• _THE TASK_
Copy the records below in full and leave every image out of the copy.
##### EXERCISE INPUT #####
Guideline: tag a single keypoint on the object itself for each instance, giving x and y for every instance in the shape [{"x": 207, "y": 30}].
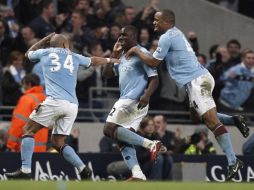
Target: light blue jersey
[
  {"x": 182, "y": 64},
  {"x": 133, "y": 76},
  {"x": 60, "y": 67}
]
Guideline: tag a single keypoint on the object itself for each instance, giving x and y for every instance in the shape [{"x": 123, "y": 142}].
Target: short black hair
[
  {"x": 212, "y": 50},
  {"x": 44, "y": 4},
  {"x": 32, "y": 79},
  {"x": 234, "y": 41},
  {"x": 80, "y": 13},
  {"x": 168, "y": 16},
  {"x": 133, "y": 29}
]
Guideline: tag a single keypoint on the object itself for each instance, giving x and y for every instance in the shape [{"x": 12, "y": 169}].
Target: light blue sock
[
  {"x": 129, "y": 156},
  {"x": 125, "y": 135},
  {"x": 226, "y": 119},
  {"x": 27, "y": 149},
  {"x": 70, "y": 155},
  {"x": 225, "y": 144}
]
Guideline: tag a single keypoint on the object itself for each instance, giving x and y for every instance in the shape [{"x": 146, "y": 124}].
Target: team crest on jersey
[
  {"x": 158, "y": 49},
  {"x": 126, "y": 68}
]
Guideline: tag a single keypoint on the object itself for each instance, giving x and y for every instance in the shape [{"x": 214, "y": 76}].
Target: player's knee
[
  {"x": 28, "y": 130},
  {"x": 194, "y": 116},
  {"x": 109, "y": 130},
  {"x": 57, "y": 143}
]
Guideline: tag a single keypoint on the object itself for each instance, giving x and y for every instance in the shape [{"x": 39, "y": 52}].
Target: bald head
[
  {"x": 168, "y": 16},
  {"x": 59, "y": 40}
]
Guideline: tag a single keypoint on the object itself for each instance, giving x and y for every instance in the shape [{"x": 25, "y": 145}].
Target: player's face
[{"x": 158, "y": 22}]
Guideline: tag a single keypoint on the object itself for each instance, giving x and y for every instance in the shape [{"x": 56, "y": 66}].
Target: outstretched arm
[
  {"x": 40, "y": 44},
  {"x": 100, "y": 61},
  {"x": 147, "y": 59},
  {"x": 152, "y": 86}
]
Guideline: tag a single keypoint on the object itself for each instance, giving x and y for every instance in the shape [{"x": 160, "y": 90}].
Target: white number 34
[{"x": 56, "y": 65}]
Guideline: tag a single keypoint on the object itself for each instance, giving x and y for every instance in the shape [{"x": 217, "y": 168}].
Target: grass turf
[{"x": 64, "y": 185}]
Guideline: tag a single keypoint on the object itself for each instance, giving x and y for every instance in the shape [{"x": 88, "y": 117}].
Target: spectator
[
  {"x": 127, "y": 17},
  {"x": 42, "y": 25},
  {"x": 8, "y": 16},
  {"x": 6, "y": 44},
  {"x": 234, "y": 50},
  {"x": 13, "y": 74},
  {"x": 144, "y": 38},
  {"x": 3, "y": 137},
  {"x": 32, "y": 97},
  {"x": 192, "y": 36},
  {"x": 81, "y": 35},
  {"x": 86, "y": 8},
  {"x": 154, "y": 45},
  {"x": 103, "y": 12},
  {"x": 144, "y": 18},
  {"x": 201, "y": 59},
  {"x": 113, "y": 35},
  {"x": 239, "y": 84},
  {"x": 27, "y": 39}
]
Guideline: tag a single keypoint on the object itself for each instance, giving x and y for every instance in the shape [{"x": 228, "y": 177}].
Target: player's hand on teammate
[
  {"x": 118, "y": 46},
  {"x": 143, "y": 102},
  {"x": 131, "y": 52},
  {"x": 46, "y": 39},
  {"x": 113, "y": 60}
]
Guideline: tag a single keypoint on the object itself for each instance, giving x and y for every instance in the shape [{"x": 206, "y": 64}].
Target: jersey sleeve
[
  {"x": 36, "y": 55},
  {"x": 85, "y": 61},
  {"x": 163, "y": 47},
  {"x": 115, "y": 69}
]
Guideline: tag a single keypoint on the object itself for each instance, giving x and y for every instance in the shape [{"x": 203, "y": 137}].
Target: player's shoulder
[
  {"x": 171, "y": 33},
  {"x": 144, "y": 50}
]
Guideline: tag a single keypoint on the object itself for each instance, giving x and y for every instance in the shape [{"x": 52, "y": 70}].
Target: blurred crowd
[
  {"x": 244, "y": 7},
  {"x": 93, "y": 28},
  {"x": 155, "y": 128}
]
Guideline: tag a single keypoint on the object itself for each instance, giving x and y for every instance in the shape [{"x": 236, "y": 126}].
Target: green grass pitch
[{"x": 64, "y": 185}]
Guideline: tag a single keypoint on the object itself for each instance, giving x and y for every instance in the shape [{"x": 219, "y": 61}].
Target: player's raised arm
[
  {"x": 100, "y": 61},
  {"x": 152, "y": 86},
  {"x": 40, "y": 44},
  {"x": 147, "y": 59}
]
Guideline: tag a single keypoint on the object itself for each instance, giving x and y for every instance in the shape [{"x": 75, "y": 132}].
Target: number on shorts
#####
• _TASK SOLUTION_
Guideline: tag a single keypoint on the object itself for each instance, giving x and y for every instance in the shape [{"x": 207, "y": 30}].
Target: light blue jersey
[
  {"x": 182, "y": 64},
  {"x": 133, "y": 76},
  {"x": 60, "y": 67}
]
Guideline: tag a single keypoint on the object itself for each instance, giving x and y for every instance in the shape [{"x": 123, "y": 142}].
Target: short black hair
[
  {"x": 212, "y": 50},
  {"x": 44, "y": 4},
  {"x": 32, "y": 79},
  {"x": 234, "y": 41},
  {"x": 80, "y": 13},
  {"x": 168, "y": 16},
  {"x": 133, "y": 29}
]
Guideline: tag a single keypoint on the object itself for each instance, giving x and y for every instance in the shape [{"x": 12, "y": 169}].
Target: light blue sock
[
  {"x": 129, "y": 156},
  {"x": 125, "y": 135},
  {"x": 226, "y": 119},
  {"x": 27, "y": 149},
  {"x": 70, "y": 155},
  {"x": 225, "y": 144}
]
Guideline: tag a single keypoint on the object itself for each instance, giving x and y for every instance in the shape [{"x": 146, "y": 124}].
Target: team crest on jersey
[
  {"x": 158, "y": 49},
  {"x": 126, "y": 68}
]
Guideline: tag a single keypoint on the object itself for each instance, giving x and y for every instance in the shape [{"x": 214, "y": 76}].
Target: player's knee
[
  {"x": 28, "y": 130},
  {"x": 194, "y": 116},
  {"x": 109, "y": 130},
  {"x": 57, "y": 143}
]
Guideline: tag a single keypoint on the object itself for each instance, giving x and y for every instance in the shape [{"x": 39, "y": 52}].
Target: bald head
[
  {"x": 168, "y": 16},
  {"x": 59, "y": 40}
]
Guideline: tag a single keypoint on the object itself for each instance, giving x and y for every instance in the shape [{"x": 25, "y": 145}].
Target: player's face
[{"x": 158, "y": 22}]
Guideline: tag a single keypoint on the object itself for each instance, giving x and y for every instance in the shape [{"x": 56, "y": 66}].
Target: outstretched arm
[
  {"x": 40, "y": 44},
  {"x": 100, "y": 61},
  {"x": 147, "y": 59},
  {"x": 152, "y": 86}
]
Guideline: tag a single keypoint on the object itself for each instance, giving x and y for every instance in the shape [{"x": 160, "y": 90}].
Target: white number 34
[{"x": 56, "y": 65}]
Guideline: tag a single keypoint on the object itself for each instance, giving x and y for every instance in the shape [{"x": 217, "y": 168}].
Target: grass turf
[{"x": 64, "y": 185}]
Guideline: tag a single keypoint on the object itself for each instance, giving x and y for every instance in the shape [{"x": 88, "y": 117}].
Target: spectator
[
  {"x": 127, "y": 17},
  {"x": 42, "y": 25},
  {"x": 8, "y": 16},
  {"x": 6, "y": 44},
  {"x": 234, "y": 50},
  {"x": 13, "y": 74},
  {"x": 144, "y": 38},
  {"x": 3, "y": 137},
  {"x": 32, "y": 97},
  {"x": 192, "y": 36},
  {"x": 81, "y": 35},
  {"x": 86, "y": 8},
  {"x": 154, "y": 45},
  {"x": 103, "y": 12},
  {"x": 144, "y": 18},
  {"x": 201, "y": 59},
  {"x": 113, "y": 35},
  {"x": 239, "y": 84},
  {"x": 27, "y": 39}
]
Guideline: tag a single keypoint on the object itself for each instance, giving x and y for every instance in the shape [{"x": 228, "y": 177}].
Target: player's hand on teammate
[
  {"x": 118, "y": 46},
  {"x": 143, "y": 102},
  {"x": 131, "y": 52},
  {"x": 46, "y": 39},
  {"x": 113, "y": 60}
]
Guideline: tag a single keypoint on the object itself for each instance, giving x and y for every instance in the shape [{"x": 206, "y": 64}].
Target: jersey sleeve
[
  {"x": 36, "y": 55},
  {"x": 85, "y": 61},
  {"x": 163, "y": 47},
  {"x": 115, "y": 69}
]
Guideline: tag a single keypoint on the object itself for each instance, giving x and y for every instance in the shape [{"x": 203, "y": 137}].
Target: player's shoulder
[
  {"x": 171, "y": 33},
  {"x": 144, "y": 50}
]
Guideline: tag a single keypoint on the object itself for each instance, giving x and y for every instance in the shape [{"x": 52, "y": 70}].
Target: blurred crowd
[
  {"x": 244, "y": 7},
  {"x": 93, "y": 28},
  {"x": 155, "y": 128}
]
Guideline: tag a single keypoint on the object itself for each instance, giving x and y for every instance in the shape [{"x": 236, "y": 126}].
Target: green grass pitch
[{"x": 64, "y": 185}]
Guideline: tag a single keypoint on the object itself for each instance, giving x and y for every instance in the shape [{"x": 219, "y": 61}].
Target: player's raised arm
[
  {"x": 100, "y": 61},
  {"x": 152, "y": 86},
  {"x": 40, "y": 44},
  {"x": 147, "y": 59}
]
Guideline: tag a single keypoint on the object itself for each instance, giving x and y for every instance in the shape [{"x": 75, "y": 132}].
Target: number on shorts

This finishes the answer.